Acciones a realizar:
[1] Enumera todo lo que, según el pasaje citado, no tiene la dignidad humana.
[2] Filtra las filas y copia cada línea que contenga la cadena "girl", distinguiendo entre mayúsculas y minúsculas.

Como sociedad global, estamos obligados a preguntarnos: ¿cuánto más dolor infantil estamos dispuestos a tolerar antes de actuar? La dignidad humana no tiene nacionalidad, ni religión, ni frontera. Y cuando un niño nos recuerda que lo único que
desea es conservar el olor de su padre, no es solo un grito de dolor: es una denuncia moral contra la pasividad del mundo.
Porque la guerra puede arrebatar cuerpos, pero es la indiferencia la que mata el alma. Y ningún conflicto, por complejo que sea, justifica que la infancia crezca buscando consuelo en una camisa manchada de sangre.
Hoy más que nunca, el mundo necesita sensibilidad, memoria y acción. No podemos seguir contabilizando el dolor como si fuera una estadística más. Ese niño palestino no solo pidió una camisa: nos pidió no olvidar. Nos pidió mirar más allá de los discursos y las banderas, y reconocer que en cada guerra hay una infancia que clama por justicia, por paz, por ternura.
Que esa camisa con olor a padre no se convierta en un símbolo más del olvido, sino en un recordatorio urgente de que la humanidad no puede seguir ignorando su propio reflejo en los ojos llorosos de un niño.
Porque callar ante la barbarie es también una forma de violencia.
Y el silencio, cuando se trata de vidas inocentes, ya no es neutral: es cómplice.

Filas del ejercicio:

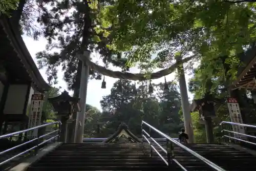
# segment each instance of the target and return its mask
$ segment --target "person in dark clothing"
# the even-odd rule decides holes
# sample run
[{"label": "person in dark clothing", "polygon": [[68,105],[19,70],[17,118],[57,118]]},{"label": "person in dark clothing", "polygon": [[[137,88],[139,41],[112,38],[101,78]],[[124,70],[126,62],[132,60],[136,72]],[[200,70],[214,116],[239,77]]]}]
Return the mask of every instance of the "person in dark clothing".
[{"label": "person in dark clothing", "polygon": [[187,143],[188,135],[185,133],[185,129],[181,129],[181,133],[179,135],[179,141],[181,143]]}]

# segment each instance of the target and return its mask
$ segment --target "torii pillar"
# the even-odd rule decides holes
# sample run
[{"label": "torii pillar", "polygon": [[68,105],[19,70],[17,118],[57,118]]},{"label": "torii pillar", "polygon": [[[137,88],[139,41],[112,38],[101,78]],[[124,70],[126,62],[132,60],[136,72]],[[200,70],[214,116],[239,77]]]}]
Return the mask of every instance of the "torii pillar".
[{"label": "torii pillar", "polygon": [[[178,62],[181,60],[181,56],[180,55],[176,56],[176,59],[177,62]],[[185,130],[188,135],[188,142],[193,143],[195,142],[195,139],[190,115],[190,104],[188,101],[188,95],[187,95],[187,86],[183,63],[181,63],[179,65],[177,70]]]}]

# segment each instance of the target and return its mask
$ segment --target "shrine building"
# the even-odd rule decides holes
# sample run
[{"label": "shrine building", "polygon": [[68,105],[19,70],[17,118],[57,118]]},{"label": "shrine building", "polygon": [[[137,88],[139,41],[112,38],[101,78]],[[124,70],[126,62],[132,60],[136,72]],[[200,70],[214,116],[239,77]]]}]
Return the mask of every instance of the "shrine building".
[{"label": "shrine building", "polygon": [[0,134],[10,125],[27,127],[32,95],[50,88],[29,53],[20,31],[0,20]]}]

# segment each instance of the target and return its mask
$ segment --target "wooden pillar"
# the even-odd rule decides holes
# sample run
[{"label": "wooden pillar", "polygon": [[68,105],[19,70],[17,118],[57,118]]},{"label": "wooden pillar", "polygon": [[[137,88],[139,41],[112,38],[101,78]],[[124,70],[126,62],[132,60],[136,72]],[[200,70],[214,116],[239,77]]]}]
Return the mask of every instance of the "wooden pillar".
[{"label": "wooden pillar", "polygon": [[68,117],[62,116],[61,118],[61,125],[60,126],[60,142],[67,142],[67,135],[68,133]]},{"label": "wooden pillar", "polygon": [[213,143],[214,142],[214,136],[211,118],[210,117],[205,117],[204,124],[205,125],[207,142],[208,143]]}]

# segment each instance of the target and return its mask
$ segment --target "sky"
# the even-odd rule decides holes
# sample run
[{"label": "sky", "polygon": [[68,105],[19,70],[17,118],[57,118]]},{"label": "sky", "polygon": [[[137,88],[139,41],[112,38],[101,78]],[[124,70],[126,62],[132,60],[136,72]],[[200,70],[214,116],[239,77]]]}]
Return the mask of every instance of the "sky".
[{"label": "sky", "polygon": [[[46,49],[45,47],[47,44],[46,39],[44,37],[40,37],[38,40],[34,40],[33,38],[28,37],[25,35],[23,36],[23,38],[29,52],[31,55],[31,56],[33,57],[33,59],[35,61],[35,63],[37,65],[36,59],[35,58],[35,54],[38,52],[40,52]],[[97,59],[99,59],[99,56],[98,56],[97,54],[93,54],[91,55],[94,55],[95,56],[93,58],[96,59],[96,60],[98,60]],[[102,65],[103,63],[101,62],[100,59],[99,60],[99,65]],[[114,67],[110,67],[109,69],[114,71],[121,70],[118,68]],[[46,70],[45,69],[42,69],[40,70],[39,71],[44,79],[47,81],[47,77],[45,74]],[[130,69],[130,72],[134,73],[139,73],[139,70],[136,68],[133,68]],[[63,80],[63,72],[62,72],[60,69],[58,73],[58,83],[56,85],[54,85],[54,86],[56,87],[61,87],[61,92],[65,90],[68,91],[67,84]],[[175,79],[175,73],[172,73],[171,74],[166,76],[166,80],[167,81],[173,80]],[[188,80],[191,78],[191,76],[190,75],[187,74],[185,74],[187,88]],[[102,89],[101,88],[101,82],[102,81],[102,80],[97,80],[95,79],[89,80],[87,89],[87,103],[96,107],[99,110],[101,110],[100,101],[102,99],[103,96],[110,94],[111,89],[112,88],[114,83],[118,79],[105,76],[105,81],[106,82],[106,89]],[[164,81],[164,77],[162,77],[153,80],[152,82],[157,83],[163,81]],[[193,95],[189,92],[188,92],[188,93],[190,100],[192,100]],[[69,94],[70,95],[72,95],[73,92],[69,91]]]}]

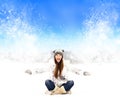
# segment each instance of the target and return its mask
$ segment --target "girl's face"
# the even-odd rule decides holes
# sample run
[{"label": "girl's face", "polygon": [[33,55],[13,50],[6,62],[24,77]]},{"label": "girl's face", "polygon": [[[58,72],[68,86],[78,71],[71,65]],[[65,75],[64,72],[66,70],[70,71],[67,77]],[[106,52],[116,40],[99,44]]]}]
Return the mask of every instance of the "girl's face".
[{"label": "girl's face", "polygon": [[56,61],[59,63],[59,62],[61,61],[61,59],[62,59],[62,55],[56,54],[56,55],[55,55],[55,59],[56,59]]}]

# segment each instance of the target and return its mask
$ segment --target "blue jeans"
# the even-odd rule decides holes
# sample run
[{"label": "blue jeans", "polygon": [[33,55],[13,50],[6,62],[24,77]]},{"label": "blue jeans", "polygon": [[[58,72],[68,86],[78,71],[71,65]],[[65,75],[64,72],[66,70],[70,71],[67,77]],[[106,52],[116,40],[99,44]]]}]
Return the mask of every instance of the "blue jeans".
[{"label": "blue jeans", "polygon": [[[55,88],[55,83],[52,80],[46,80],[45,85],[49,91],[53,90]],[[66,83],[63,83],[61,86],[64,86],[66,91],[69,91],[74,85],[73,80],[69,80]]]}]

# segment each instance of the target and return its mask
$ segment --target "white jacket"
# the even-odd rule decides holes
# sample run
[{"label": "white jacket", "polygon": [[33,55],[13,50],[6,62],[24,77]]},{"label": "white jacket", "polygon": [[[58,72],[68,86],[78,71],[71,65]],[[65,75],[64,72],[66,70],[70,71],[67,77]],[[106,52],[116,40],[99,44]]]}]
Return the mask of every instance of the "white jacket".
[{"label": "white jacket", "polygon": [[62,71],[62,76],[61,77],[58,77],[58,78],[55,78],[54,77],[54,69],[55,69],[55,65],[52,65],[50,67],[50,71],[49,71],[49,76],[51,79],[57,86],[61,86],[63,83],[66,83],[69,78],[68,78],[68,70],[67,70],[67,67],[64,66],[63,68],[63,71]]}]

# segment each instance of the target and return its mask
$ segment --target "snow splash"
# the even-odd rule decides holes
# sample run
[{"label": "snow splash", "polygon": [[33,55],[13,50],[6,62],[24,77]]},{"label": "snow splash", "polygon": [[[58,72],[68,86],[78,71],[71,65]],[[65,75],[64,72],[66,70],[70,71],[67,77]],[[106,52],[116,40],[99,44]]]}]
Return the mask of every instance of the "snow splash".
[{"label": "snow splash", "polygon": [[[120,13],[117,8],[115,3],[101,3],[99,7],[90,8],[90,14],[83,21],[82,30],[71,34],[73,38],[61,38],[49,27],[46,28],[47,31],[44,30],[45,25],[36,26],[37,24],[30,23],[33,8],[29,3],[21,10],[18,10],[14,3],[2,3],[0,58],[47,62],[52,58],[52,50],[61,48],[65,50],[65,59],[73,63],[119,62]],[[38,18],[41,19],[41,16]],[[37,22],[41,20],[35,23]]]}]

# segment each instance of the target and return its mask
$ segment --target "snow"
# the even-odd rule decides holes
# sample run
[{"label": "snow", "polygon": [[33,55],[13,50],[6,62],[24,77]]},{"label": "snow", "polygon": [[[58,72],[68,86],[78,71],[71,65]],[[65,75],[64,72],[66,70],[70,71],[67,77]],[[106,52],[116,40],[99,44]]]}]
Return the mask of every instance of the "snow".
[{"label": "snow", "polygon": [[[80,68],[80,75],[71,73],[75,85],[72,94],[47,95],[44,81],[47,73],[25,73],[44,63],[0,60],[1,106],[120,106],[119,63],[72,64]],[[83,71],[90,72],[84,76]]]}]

Respuestas por tarea:
[1] Nacionalidad, religión y frontera.

[2]
$ segment --target "girl's face"
[{"label": "girl's face", "polygon": [[33,55],[13,50],[6,62],[24,77]]},{"label": "girl's face", "polygon": [[[58,72],[68,86],[78,71],[71,65]],[[65,75],[64,72],[66,70],[70,71],[67,77]],[[106,52],[116,40],[99,44]]]}]
Return the mask of every instance of the "girl's face".
[{"label": "girl's face", "polygon": [[56,61],[59,63],[59,62],[61,61],[61,59],[62,59],[62,55],[56,54],[56,55],[55,55],[55,59],[56,59]]}]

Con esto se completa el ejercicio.